◆ **Data**

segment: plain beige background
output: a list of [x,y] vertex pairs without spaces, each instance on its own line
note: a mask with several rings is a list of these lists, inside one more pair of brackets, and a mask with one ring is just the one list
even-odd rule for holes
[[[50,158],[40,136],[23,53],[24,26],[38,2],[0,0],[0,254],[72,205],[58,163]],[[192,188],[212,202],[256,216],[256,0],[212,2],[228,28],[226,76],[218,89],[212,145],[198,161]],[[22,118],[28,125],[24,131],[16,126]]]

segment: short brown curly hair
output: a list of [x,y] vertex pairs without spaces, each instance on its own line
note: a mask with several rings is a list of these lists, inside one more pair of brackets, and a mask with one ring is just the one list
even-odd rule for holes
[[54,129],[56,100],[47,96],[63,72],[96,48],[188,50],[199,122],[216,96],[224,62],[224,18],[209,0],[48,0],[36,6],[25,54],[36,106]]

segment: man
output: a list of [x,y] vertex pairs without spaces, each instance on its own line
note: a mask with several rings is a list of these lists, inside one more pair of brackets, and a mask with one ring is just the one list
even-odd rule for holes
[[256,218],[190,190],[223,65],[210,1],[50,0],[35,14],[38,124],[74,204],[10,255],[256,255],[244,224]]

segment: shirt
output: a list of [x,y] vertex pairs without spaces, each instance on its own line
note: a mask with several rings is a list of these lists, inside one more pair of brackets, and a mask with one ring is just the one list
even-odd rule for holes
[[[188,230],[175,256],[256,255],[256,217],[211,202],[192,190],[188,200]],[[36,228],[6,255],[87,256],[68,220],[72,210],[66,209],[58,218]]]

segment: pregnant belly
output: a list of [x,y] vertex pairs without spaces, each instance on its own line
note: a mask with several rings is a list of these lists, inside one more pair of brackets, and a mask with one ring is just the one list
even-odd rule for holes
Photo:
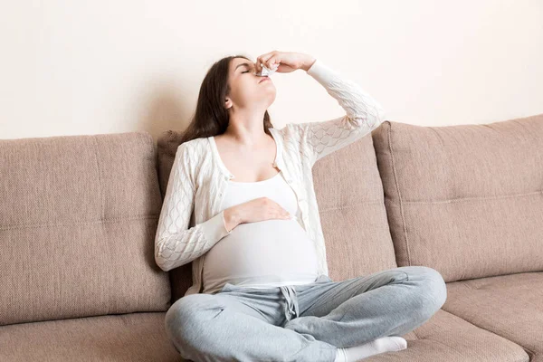
[[274,282],[317,275],[315,245],[296,220],[240,224],[207,252],[204,278],[217,283]]

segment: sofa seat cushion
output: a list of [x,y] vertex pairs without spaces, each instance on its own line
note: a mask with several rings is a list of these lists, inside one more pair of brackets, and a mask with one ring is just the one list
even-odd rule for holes
[[510,339],[543,361],[543,272],[447,283],[443,310]]
[[364,362],[528,362],[522,348],[443,310],[402,336],[407,348],[381,353]]
[[0,361],[183,361],[166,312],[87,317],[0,327]]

◆ **Stated goal**
Show every line in the entries above that contains the word "segment".

◆ **The answer**
segment: plain beige background
segment: short brown curly hair
segment: man
segment: shirt
segment: pregnant belly
segment: sofa seat cushion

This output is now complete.